Document passage —
===============
Re: [PATCH] Fast csum_partial_copy_generic and more

From: Artur Skawina (skawina@geocities.com)
Date: Fri May 19 2000 - 16:15:47 EDT

  • Next message: Andrew Stubbs: "[ERROR] Setup.c"

    kumon@flab.fujitsu.co.jp wrote:
    >
    > Unfortunately, AS version does not show a significant gain. If the
    > cache is hit,it may show some advantage. But unfortunately, in the

    quite possible. it seems, assuming your numbers are accurate, i gave
    up investigating the prefetching too early. it was pretty obvious
    that on a p3 the prefetch instructions would give a speedup, but
    i wasn't sure the dummy read overhead would be worth it on p2.

    [if anybody wants to play with prefetch, you could start by
     adding two "prefetch" insns to the top of the loop. As these
     should do the right thing, won't generate exceptions and can
     be trivially bypassed for older cpus i'd expect the results
     to be even more spectacular. I don't have a prefetch capable
     cpu to test this on however...)
===============
Exercise details —
Can you print the mailing-list reply above about the csum_partial_copy_generic patch in full, word for word?

Supplied data —
===============
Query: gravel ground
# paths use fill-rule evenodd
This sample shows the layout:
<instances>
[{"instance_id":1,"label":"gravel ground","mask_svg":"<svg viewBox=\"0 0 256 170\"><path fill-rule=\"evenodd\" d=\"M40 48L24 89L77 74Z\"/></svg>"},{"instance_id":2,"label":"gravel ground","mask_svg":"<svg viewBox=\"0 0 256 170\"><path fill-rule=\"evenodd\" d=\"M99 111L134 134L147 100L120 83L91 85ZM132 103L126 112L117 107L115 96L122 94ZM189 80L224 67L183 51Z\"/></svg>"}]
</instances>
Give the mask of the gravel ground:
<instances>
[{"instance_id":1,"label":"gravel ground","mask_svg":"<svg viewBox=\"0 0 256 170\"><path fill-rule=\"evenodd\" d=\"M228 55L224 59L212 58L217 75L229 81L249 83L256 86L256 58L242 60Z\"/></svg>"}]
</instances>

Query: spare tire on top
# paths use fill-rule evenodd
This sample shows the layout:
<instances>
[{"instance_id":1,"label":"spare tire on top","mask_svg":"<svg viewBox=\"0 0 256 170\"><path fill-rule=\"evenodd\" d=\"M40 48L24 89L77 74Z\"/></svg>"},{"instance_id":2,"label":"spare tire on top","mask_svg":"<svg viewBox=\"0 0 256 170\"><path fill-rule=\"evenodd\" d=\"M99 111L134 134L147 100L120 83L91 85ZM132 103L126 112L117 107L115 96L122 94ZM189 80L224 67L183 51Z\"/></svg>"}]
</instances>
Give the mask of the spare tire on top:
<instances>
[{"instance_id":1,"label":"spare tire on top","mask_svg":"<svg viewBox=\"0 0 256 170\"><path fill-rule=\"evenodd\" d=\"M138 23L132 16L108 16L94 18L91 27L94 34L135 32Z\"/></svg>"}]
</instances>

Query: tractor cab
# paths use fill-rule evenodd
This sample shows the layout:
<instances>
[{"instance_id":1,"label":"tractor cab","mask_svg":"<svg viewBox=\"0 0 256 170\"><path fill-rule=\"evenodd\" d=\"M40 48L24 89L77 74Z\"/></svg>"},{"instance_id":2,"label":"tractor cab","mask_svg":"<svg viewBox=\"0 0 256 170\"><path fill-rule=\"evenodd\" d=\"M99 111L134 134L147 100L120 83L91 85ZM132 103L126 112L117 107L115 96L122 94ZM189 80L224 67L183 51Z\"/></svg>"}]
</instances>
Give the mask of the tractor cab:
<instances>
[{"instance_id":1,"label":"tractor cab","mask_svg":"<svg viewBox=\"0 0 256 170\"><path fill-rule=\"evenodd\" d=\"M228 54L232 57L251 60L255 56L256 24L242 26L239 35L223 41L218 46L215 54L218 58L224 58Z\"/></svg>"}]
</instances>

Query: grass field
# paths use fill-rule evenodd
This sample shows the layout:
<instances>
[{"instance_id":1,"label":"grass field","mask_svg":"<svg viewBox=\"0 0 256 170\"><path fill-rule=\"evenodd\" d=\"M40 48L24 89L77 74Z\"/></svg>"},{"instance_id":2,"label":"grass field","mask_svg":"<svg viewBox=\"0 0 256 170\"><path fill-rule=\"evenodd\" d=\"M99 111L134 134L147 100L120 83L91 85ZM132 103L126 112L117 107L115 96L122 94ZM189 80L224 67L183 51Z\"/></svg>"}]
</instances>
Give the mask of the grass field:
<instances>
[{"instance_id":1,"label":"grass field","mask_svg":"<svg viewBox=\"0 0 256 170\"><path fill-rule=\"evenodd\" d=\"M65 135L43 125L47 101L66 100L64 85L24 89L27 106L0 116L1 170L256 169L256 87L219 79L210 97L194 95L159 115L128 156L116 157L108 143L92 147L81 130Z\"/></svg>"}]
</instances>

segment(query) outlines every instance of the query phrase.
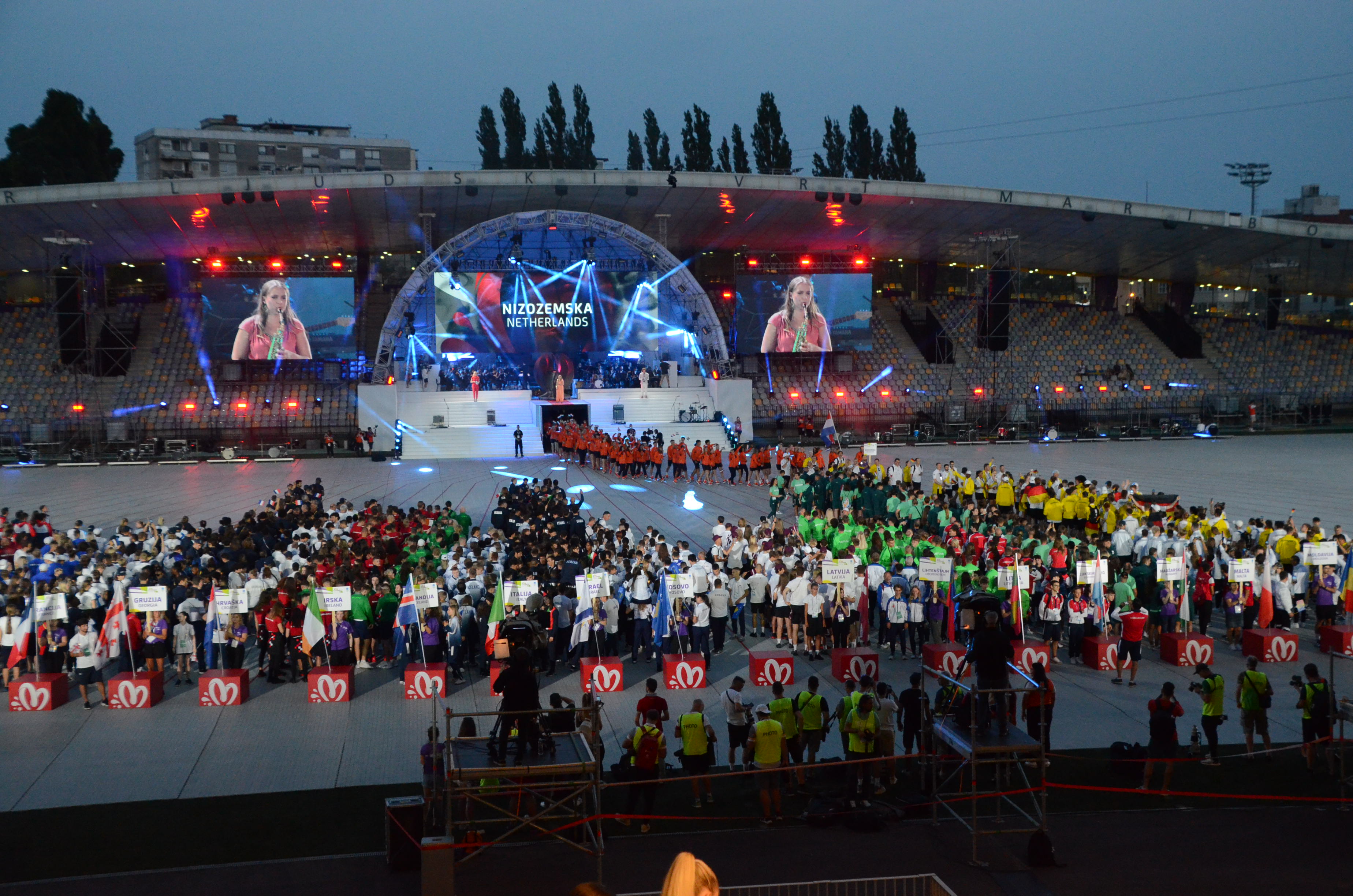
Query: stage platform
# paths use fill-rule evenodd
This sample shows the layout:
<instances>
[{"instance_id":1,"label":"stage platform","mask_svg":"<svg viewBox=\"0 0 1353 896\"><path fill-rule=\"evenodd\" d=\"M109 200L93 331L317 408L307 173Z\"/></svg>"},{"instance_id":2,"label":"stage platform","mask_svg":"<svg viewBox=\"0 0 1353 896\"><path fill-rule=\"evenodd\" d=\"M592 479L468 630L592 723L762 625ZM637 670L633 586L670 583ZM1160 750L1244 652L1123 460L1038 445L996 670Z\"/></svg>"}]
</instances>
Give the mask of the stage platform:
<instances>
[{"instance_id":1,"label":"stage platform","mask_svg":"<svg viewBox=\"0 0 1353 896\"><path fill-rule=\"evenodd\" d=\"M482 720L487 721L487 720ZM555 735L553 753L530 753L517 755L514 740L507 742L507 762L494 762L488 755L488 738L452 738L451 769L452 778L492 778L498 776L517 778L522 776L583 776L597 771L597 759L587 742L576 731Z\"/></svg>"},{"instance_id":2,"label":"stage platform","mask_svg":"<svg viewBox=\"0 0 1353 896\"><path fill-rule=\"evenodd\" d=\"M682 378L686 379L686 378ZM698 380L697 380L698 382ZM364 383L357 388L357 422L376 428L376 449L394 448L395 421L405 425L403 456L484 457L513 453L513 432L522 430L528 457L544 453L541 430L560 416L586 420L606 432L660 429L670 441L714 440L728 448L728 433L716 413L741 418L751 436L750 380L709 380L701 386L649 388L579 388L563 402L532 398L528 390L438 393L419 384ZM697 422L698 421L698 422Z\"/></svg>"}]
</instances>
===============
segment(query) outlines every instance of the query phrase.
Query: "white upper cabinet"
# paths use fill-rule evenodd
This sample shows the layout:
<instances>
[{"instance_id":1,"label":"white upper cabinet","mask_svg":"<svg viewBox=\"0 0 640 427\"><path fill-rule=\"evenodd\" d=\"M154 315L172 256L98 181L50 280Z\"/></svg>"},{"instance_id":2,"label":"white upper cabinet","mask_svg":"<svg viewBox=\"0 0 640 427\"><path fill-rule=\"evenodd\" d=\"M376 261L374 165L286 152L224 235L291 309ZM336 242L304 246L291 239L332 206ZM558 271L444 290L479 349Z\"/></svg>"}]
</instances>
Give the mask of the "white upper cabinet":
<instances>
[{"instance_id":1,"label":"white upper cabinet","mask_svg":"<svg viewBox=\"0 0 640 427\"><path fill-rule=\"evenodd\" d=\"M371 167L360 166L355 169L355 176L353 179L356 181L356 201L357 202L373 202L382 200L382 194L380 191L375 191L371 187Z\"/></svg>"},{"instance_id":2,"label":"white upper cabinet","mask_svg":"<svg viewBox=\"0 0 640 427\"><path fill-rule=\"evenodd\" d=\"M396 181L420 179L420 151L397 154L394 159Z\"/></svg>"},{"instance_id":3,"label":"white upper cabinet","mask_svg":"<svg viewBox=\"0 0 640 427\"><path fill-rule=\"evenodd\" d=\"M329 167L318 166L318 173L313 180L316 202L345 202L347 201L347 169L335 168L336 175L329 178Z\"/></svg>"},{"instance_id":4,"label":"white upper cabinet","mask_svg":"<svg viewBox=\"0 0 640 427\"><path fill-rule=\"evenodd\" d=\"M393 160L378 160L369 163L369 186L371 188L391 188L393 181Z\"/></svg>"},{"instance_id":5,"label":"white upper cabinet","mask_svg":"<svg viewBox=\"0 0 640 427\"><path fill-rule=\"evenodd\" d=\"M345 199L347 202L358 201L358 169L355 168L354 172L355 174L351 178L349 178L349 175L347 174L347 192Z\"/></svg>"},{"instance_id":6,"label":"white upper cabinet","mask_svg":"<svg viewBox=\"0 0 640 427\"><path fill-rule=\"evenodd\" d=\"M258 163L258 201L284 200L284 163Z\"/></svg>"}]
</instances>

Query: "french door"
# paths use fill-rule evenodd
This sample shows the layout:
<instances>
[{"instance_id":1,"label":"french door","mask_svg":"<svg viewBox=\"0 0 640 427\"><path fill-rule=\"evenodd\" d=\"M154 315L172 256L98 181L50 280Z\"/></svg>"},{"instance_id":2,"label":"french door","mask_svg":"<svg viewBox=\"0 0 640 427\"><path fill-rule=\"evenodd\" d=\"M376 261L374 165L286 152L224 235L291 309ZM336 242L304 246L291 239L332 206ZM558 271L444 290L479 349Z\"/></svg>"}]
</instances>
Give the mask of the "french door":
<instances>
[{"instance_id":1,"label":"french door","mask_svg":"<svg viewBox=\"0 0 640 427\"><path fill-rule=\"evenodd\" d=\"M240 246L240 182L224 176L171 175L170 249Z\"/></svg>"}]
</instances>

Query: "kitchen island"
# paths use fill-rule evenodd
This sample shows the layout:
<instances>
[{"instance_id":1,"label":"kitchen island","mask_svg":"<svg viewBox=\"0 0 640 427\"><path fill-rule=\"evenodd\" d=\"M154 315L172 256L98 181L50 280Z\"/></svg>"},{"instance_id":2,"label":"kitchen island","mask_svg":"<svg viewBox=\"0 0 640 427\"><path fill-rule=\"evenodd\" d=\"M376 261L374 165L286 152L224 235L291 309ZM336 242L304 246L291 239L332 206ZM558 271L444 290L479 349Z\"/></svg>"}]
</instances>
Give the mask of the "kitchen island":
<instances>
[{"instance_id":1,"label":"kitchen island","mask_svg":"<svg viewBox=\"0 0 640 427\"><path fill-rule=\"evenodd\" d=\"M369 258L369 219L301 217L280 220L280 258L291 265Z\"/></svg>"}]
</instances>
===============
Written response —
Re: [PATCH] Fast csum_partial_copy_generic and more

From: Artur Skawina (skawina@geocities.com)
Date: Fri May 19 2000 - 16:15:47 EDT

  • Next message: Andrew Stubbs: "[ERROR] Setup.c"

    kumon@flab.fujitsu.co.jp wrote:
    >
    > Unfortunately, AS version does not show a significant gain. If the
    > cache is hit,it may show some advantage. But unfortunately, in the

    quite possible. it seems, assuming your numbers are accurate, i gave
    up investigating the prefetching too early. it was pretty obvious
    that on a p3 the prefetch instructions would give a speedup, but
    i wasn't sure the dummy read overhead would be worth it on p2.

    [if anybody wants to play with prefetch, you could start by
     adding two "prefetch" insns to the top of the loop. As these
     should do the right thing, won't generate exceptions and can
     be trivially bypassed for older cpus i'd expect the results
     to be even more spectacular. I don't have a prefetch capable
     cpu to test this on however...)